### BRIEF
This exercise calls for printing every record exactly once more.
╭─ INFORMATION
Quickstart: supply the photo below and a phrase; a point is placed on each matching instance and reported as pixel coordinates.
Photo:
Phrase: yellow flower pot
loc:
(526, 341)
╰─
### EXPECTED ANSWER
Quickstart: supply the photo below and a phrase; a point is placed on each matching instance and reported as pixel coordinates.
Photo:
Phrase: yellow flower pot
loc:
(526, 341)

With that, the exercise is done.